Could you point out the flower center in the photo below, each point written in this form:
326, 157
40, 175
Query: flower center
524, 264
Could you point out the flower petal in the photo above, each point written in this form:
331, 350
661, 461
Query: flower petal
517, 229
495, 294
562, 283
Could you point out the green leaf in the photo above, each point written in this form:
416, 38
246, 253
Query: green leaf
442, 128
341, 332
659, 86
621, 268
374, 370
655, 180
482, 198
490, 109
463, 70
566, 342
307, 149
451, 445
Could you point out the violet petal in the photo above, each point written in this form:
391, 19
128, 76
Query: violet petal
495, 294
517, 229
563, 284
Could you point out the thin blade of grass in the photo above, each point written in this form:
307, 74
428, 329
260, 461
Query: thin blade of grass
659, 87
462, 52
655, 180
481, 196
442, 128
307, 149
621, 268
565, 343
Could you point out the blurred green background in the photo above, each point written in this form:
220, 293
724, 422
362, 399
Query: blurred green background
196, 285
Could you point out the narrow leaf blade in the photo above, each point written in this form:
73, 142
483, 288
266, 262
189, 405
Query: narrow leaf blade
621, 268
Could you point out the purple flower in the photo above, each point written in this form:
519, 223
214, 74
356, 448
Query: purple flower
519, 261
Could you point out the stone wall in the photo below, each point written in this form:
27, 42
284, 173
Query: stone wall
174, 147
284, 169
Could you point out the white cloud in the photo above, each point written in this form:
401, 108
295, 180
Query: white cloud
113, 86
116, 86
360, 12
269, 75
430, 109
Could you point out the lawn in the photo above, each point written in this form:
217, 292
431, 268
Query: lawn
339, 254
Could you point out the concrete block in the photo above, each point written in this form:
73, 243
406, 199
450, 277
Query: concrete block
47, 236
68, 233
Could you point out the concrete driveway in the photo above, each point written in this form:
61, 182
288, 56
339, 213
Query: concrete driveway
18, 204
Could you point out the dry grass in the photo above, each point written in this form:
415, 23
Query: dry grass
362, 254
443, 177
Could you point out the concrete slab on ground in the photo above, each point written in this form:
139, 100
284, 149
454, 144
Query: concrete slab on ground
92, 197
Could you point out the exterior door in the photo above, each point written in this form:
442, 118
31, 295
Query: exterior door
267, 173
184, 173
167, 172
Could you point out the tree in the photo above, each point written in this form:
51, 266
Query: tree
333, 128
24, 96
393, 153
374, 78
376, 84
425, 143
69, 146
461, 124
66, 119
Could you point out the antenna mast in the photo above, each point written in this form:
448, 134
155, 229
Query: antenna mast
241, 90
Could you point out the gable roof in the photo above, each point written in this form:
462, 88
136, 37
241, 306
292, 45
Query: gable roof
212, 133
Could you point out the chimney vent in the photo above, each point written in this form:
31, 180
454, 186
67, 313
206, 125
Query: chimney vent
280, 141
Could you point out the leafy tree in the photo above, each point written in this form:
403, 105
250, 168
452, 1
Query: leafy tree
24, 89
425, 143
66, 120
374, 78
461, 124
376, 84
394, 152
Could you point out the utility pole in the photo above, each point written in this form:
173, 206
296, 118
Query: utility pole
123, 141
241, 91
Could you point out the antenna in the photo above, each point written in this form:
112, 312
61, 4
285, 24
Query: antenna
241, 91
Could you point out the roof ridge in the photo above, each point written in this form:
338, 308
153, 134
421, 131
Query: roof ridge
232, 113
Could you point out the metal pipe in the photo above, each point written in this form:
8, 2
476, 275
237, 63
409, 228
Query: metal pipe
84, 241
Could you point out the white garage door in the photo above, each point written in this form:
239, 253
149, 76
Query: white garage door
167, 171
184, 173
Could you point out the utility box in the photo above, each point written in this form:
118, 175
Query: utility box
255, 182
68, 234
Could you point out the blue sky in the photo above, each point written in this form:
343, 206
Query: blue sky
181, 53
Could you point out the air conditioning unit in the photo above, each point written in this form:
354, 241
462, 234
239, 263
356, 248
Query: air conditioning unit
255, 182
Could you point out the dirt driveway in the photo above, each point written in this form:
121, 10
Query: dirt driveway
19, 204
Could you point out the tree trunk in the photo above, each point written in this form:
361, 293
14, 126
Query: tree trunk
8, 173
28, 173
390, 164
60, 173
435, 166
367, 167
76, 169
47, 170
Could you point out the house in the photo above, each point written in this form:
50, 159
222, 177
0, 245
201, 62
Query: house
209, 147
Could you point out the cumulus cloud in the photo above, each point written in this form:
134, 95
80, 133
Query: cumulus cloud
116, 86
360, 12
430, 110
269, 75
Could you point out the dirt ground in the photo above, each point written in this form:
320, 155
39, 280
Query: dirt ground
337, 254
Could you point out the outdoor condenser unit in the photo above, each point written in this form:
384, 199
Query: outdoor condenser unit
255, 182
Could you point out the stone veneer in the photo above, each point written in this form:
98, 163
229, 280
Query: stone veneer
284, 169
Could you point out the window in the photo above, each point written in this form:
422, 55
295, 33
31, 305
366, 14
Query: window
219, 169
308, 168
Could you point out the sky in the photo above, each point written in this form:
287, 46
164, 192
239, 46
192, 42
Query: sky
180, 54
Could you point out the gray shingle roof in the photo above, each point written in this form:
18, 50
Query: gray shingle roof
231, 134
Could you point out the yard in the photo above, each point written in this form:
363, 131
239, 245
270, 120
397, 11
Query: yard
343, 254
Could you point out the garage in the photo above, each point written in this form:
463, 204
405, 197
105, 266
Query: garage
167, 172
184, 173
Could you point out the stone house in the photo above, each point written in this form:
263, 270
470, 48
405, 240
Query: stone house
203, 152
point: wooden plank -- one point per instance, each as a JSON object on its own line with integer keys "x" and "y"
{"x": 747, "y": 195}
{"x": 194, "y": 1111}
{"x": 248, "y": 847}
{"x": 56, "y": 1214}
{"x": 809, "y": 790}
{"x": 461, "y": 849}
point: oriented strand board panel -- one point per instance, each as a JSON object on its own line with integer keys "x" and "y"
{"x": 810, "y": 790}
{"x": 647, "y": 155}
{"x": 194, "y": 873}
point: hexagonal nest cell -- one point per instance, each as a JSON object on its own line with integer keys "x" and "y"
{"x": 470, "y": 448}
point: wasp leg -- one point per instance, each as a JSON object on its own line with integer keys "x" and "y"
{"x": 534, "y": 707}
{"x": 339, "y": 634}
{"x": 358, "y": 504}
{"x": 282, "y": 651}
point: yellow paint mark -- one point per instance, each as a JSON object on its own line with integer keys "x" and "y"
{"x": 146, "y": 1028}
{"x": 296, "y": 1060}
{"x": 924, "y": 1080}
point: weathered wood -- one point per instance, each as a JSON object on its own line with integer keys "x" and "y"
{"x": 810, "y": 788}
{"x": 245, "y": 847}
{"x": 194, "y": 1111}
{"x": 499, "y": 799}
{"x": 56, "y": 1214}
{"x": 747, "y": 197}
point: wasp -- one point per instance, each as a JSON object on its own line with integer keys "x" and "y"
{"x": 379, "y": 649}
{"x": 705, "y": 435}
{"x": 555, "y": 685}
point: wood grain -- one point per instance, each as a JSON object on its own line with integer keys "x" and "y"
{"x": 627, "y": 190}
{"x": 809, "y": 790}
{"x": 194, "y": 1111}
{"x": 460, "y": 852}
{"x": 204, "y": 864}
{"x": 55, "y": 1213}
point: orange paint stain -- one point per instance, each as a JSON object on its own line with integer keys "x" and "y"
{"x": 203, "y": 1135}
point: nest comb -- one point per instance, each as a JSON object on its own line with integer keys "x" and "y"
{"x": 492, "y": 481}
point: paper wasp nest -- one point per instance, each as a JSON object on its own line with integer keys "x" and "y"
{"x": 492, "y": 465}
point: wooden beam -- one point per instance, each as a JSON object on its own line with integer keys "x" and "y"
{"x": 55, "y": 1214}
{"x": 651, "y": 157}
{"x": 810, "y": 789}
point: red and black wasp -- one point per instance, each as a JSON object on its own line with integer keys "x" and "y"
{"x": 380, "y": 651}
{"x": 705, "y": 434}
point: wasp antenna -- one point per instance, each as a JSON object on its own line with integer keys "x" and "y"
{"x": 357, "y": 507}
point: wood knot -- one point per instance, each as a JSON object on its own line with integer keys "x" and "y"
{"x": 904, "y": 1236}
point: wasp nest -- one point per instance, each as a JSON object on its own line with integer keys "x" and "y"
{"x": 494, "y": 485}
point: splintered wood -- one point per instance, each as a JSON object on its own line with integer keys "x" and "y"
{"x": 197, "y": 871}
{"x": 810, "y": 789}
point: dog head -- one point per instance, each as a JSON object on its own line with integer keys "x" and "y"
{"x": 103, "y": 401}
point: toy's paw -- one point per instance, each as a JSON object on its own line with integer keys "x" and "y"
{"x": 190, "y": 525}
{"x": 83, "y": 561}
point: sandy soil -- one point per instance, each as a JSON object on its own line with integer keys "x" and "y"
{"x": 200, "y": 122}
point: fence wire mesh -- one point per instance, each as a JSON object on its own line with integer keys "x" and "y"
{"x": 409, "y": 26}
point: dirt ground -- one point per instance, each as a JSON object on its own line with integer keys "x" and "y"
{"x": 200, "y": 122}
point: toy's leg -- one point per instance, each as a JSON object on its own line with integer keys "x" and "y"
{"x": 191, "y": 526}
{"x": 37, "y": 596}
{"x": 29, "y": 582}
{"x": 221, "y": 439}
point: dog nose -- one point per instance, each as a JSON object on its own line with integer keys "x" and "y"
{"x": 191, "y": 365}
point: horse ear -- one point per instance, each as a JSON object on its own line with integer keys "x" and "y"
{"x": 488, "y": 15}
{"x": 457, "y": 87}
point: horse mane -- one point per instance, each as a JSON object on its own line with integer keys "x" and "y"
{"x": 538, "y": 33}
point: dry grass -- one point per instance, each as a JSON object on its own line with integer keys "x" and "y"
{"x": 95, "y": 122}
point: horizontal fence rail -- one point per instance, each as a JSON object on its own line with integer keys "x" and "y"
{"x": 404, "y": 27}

Exercise aim:
Extract the lines above from the one containing "point: dog nose" to the last line, both included, exactly as written.

The completed task:
point: dog nose -- one point per instance, each as a JSON object on its own line with integer keys "x" and "y"
{"x": 191, "y": 365}
point: horse ear -- one point per instance, each as a JSON object on its own line with integer keys "x" and "y"
{"x": 488, "y": 15}
{"x": 457, "y": 87}
point: horse mane -- one point per instance, each as a JSON object on its own line with integer keys "x" and "y"
{"x": 538, "y": 33}
point: dry grass -- one point per instance, each as a JSON object on its own line with integer keys "x" and "y"
{"x": 95, "y": 122}
point: horizontal fence rail -- one point per instance, each as a JSON object on its own line with integer keys "x" and "y"
{"x": 404, "y": 27}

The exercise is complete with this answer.